- _Excerpt provided_:
______

And I’m a poet and didn’t know it.
Hmm… Postnasal Philosophising!!
Should be more of it.
The mind and the imagination of the mind is an amazing universe in itself.
The author may give them birth, but it’s the readers who keep them alive.
I like that. And if you really think like that (a good way to think), you’d enjoy the Thursday Next series of books by Jasper Fforde. Trust me on this one.
WF
That’s the entire premise of Heilein’s Number of the Beast.
Dude.
Beautiful. This is going into my “inspiration” bookmarks.
So true! There are some books that I read over and over again just to go back into the universe it created. JRRT and Marion Zimmer Bradley gave me some awesome universes to explore.
And the most important of these is called the Dungeon Master’s Guide.
I believe Atrus called them Linking Books on Myst . . . 😉
Oh! Your children are older, but I have two girls ages (almost 6) and 7 who are big fans of The Magic Treehouse series by Mary Pope Osborne which is all about books which are literal portals to other worlds! The funnest twist is who made the books (hint: think Arthurian legends – but not the obvious guess).
Ok, so maybe *I* like them more than my kids do.. but I’m a sucker for childrens’ fantasy stories.
Anyway, I can’t recommend them highly enough to other people with early readers. If nothing else, it’s a great way to teach about thematic metaphor 🙂
I read that earlier on PA and it rang a deep chord of truth somewhere deep.
Wil,
So many great books and not enough time to read them all. So many great movies and not enough time to enjoy them all. So many great songs and not enough time to hear them all. I could go on and on. From a geological point of view we just do not live long enough.

______

- _Listing_:
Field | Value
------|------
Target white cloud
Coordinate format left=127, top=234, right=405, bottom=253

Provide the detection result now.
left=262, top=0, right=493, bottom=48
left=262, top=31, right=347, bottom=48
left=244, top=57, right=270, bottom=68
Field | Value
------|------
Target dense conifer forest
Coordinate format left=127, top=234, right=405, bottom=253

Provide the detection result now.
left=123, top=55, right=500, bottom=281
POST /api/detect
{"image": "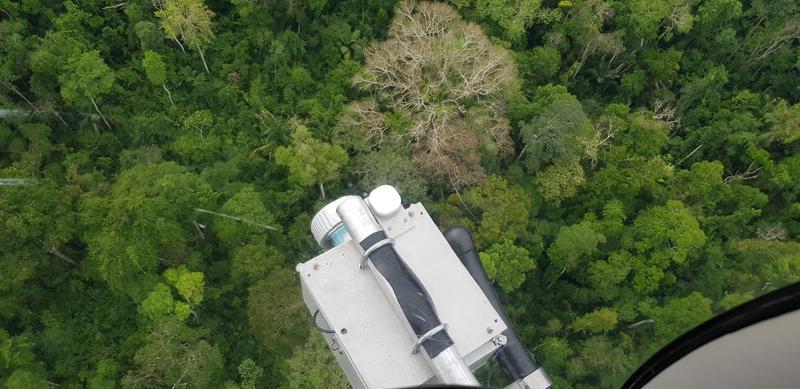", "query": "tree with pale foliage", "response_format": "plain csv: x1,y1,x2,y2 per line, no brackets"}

156,0,214,73
346,1,518,188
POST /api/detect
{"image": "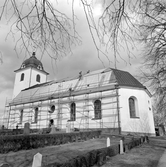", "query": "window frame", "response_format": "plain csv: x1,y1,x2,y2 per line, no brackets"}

93,99,102,120
32,107,39,123
70,102,76,121
20,73,25,81
19,109,24,124
36,74,41,83
128,96,139,118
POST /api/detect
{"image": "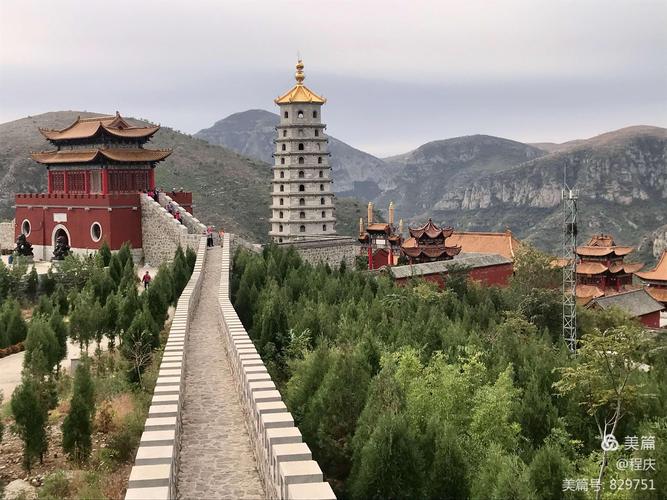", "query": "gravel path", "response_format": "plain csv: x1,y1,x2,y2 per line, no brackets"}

177,247,264,499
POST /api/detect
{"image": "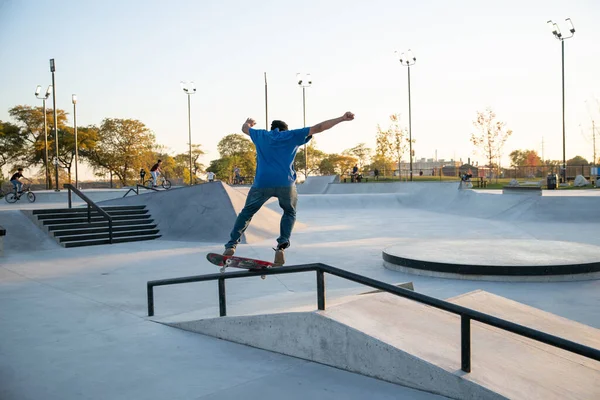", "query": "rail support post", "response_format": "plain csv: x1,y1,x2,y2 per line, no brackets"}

317,269,325,310
146,284,154,317
460,315,471,372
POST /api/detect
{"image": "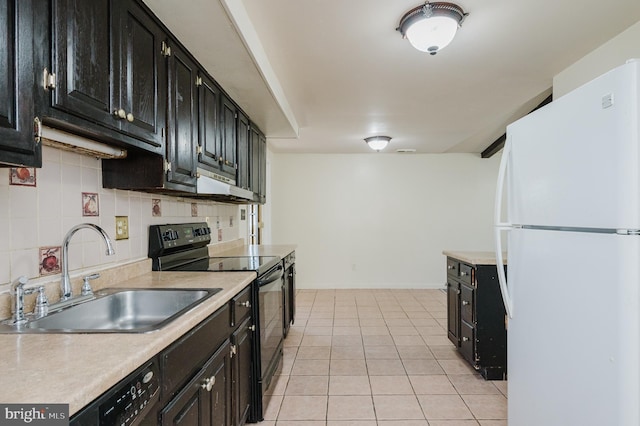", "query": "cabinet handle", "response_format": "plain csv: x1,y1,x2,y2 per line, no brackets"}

______

- _Things to do_:
• A. Answer these from the comments about books and their worlds, each on its own line and marked the same way:
(i) Which Jasper Fforde series does one commenter recommend?
(ii) According to one comment, what did Atrus call them on Myst?
(iii) Which two authors does one commenter credit with giving them awesome universes to explore?
• B. In the comments about books and their worlds, rewrite the stretch from "I believe Atrus" through "the obvious guess).", swapping "Linking Books" for "Portal Books".
• C. Extend the comment thread about books and imagined worlds by writing what comes next after its final line.

- _Answers for the exercise_:
• A.
(i) The Thursday Next series
(ii) Linking Books
(iii) JRRT and Marion Zimmer Bradley

• B.
I believe Atrus called them Portal Books on Myst . . . 😉
Oh! Your children are older, but I have two girls ages (almost 6) and 7 who are big fans of The Magic Treehouse series by Mary Pope Osborne which is all about books which are literal portals to other worlds! The funnest twist is who made the books (hint: think Arthurian legends – but not the obvious guess).

• C.
FG
Sorry to go OT here but I have to ask Wil, if you got my email regarding my purchase of HDouL where paypal chose the wrong delivery address for me? It would be a shame if you sent the book to the wrong guy 😉
Loopdilou, my kids LOVE those books. In fact, their school requires Afternoon on the Amazon for summer reading going in to 3rd grade. My 1st grader is in a reading group at lunch with her teacher and they are reading the whole series. I’m a sucker for Arthurian legends, so the Morgan Le Fay angle really made me get my kids into them. My 11 year old loved them when he was younger. Especially the ones with Merlin.
Did you see xkcd today? Pretty good. 🙂
And some of those books with their machinery and story engines…
Start the engines in other authors.
Right on, Wil. My hubby is a very intelligent man, but just doesn’t like reading. I’ll never understand that… I love losing myself in a good book, as does my sister. Celtic Mama- JRRT for sure! 🙂 Haven’t read these in a while, but I also loved the series by Madeleine L’Engle that begins with A Wrinkle In Time. Anybody else? They made a TV movie about it a few years ago- it was *horrible*. If you saw that, but didn’t read the book, forget what you saw and go read.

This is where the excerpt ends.